Aim of the exercise
The answer must be every entry, given again word for word.
╭─ Available data
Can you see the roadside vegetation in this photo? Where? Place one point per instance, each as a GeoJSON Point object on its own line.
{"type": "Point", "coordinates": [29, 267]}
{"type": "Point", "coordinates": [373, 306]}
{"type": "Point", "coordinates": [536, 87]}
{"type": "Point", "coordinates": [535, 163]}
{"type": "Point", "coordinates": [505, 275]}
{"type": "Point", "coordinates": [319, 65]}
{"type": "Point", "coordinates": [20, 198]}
╰─
Written answer
Can you see the roadside vegetation in this photo? Where? Place one point per instance, each as a GeoJSON Point object on its own line.
{"type": "Point", "coordinates": [29, 267]}
{"type": "Point", "coordinates": [373, 306]}
{"type": "Point", "coordinates": [536, 87]}
{"type": "Point", "coordinates": [535, 163]}
{"type": "Point", "coordinates": [505, 275]}
{"type": "Point", "coordinates": [319, 65]}
{"type": "Point", "coordinates": [20, 198]}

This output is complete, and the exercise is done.